═════ TEXT SHOWN ═════
Created by Claudiu Tabac - © 2026
This material is open for educational and research use. Commercial use without explicit permission from the author is not allowed.
ICT Risk Management (DORA-IRM)
The ICT Risk Management domain under the DORA Lens evaluates whether ICT-related risks are identified, governed, and managed end-to-end in a way that protects the continuity of critical business services. This domain determines whether ICT risk is treated as a core business risk with executive ownership, not merely as a technical concern relegated to IT departments.
Purpose of This Domain
Systematic Identification
ICT risks are systematically identified and classified across all systems, services, and infrastructure components that support critical business operations.
Clear Accountability
Risk ownership and accountability are clearly assigned to appropriate management levels with the authority to make decisions and allocate resources.
Risk-Based Protection
Preventive and protective measures are selected and implemented based on assessed risk levels rather than generic compliance checklists.
═════ AVAILABLE DATA ═════
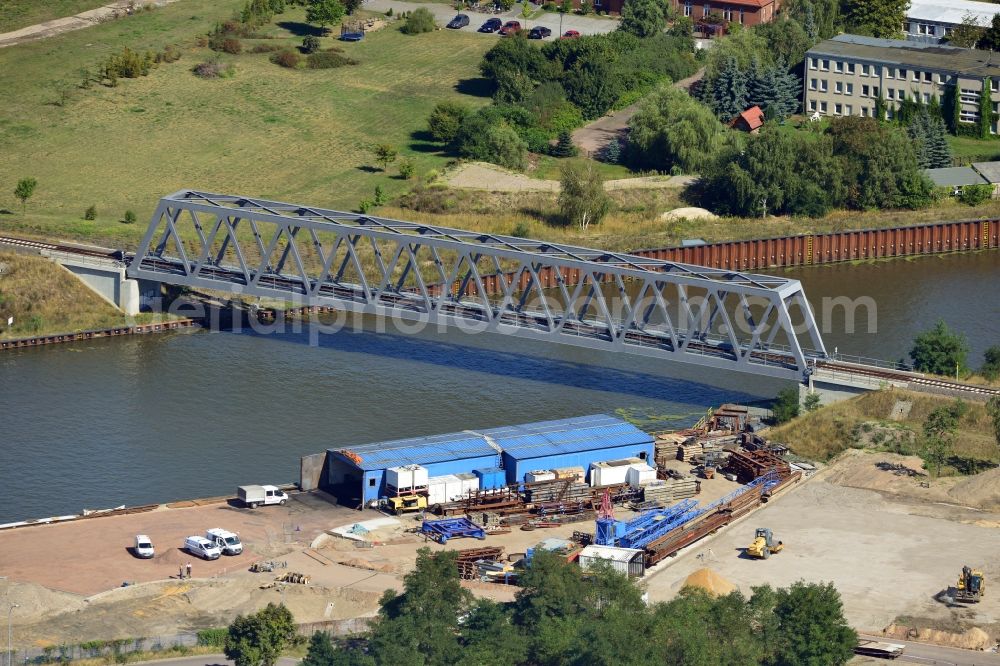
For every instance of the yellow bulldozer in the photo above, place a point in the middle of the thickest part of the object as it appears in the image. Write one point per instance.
═════
# TASK SET
**A.** In the ICT risk management text, what basis should be used to select and implement preventive and protective measures?
**B.** Write the next part of the ICT risk management text, picking up after its final paragraph on risk-based protection.

# ANSWERS PROVIDED
**A.** They should be based on assessed risk levels rather than generic compliance checklists.

**B.**
Service Resilience
ICT risk decisions actively support business service resilience and continuity objectives aligned with organizational priorities.
DORA evaluates how ICT risk is governed throughout the organization, not just whether technical controls exist. The focus is on demonstrating executive engagement, risk-informed decision-making, and continuous alignment with business objectives.
Governance & Ownership of ICT Risk
This capability area examines whether ICT risk is owned and overseen at the appropriate management level with clear lines of accountability and decision-making authority. Organizations must demonstrate that ICT risk governance is not delegated entirely to technical teams but is integrated into enterprise-wide risk management frameworks.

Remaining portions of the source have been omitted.